Problem description:
In the museum excerpt, what does the single poster at the stairs to the third floor describe?

----- Excerpt to read -----

However, from the humble origins of the stone age, and going through the Thracian and Roman Empire periods, after the middle ages, suddenly, time stops. You arrive at the stairs to the third floor, where a single poster briefly, almost reluctantly, describes how the Ottoman Empire occupied Bulgaria. Then, you go upstairs, and you find yourself in 1878, at the end of the XIX century.
A 500 years gap
From that moment on, the museum focuses on the heroes that, helped by the Soviet forces, reinstated the Bulgarian Empire. It’s kind of shocking. Half a millennium has been erased from the history of Bulgaria.
Ok, so nothing happened during those 500 years? Not even a slightly interesting or remarkable event to mention? Nothing?
After living for some time in Bulgaria, you realize the narrative here is that during those five centuries, Bulgaria was oppressed under the “Ottoman yoke”, or “Turkish yoke”. This narrative is clearly promoted by the institutions here, imprinted inside Bulgarian kids at school, and celebrated through different festivities, monuments, etc.

----- Stored records -----

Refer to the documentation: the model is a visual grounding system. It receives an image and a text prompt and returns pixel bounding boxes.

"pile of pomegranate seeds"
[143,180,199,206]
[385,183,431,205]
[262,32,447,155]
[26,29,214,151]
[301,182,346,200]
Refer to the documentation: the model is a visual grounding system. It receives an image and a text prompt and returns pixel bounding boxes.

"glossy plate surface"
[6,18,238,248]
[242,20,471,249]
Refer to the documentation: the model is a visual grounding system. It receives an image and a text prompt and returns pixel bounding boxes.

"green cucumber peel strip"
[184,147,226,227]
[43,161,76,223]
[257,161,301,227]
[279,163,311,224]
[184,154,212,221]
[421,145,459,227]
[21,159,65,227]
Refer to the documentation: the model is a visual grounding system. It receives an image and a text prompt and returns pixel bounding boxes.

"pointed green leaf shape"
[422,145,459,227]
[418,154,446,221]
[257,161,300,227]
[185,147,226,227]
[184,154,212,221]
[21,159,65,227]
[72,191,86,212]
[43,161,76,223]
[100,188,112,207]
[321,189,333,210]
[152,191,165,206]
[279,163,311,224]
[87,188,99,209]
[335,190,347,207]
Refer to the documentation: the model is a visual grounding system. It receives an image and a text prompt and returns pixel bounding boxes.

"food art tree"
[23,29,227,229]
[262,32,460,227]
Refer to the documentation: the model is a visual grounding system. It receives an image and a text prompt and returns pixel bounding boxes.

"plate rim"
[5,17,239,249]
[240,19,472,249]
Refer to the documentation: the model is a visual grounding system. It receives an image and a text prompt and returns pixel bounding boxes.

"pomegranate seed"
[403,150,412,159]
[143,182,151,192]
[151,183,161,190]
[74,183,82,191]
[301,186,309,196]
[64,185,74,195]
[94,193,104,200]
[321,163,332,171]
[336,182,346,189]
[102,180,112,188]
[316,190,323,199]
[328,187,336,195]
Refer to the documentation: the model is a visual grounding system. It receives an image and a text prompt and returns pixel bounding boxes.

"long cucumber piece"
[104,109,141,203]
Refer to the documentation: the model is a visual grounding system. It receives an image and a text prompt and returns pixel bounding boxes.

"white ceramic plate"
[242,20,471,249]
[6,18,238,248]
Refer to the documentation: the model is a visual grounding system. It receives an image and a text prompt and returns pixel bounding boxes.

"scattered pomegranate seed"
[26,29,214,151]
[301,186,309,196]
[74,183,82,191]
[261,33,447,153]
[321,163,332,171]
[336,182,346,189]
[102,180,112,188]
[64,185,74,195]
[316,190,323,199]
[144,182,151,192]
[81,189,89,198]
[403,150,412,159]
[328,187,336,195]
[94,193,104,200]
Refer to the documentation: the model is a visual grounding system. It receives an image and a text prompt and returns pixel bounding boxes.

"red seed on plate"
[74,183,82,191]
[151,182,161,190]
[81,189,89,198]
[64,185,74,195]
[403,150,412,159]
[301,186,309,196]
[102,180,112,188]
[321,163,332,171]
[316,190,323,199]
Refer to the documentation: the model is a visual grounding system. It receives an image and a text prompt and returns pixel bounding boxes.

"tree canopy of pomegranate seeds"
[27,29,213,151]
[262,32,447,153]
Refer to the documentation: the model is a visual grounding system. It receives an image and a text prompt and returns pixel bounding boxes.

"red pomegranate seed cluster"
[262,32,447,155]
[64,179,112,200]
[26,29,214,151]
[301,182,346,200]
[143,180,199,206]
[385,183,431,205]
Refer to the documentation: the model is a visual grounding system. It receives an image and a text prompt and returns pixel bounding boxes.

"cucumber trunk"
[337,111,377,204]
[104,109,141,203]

-----

Exercise solution:
It describes how the Ottoman Empire occupied Bulgaria.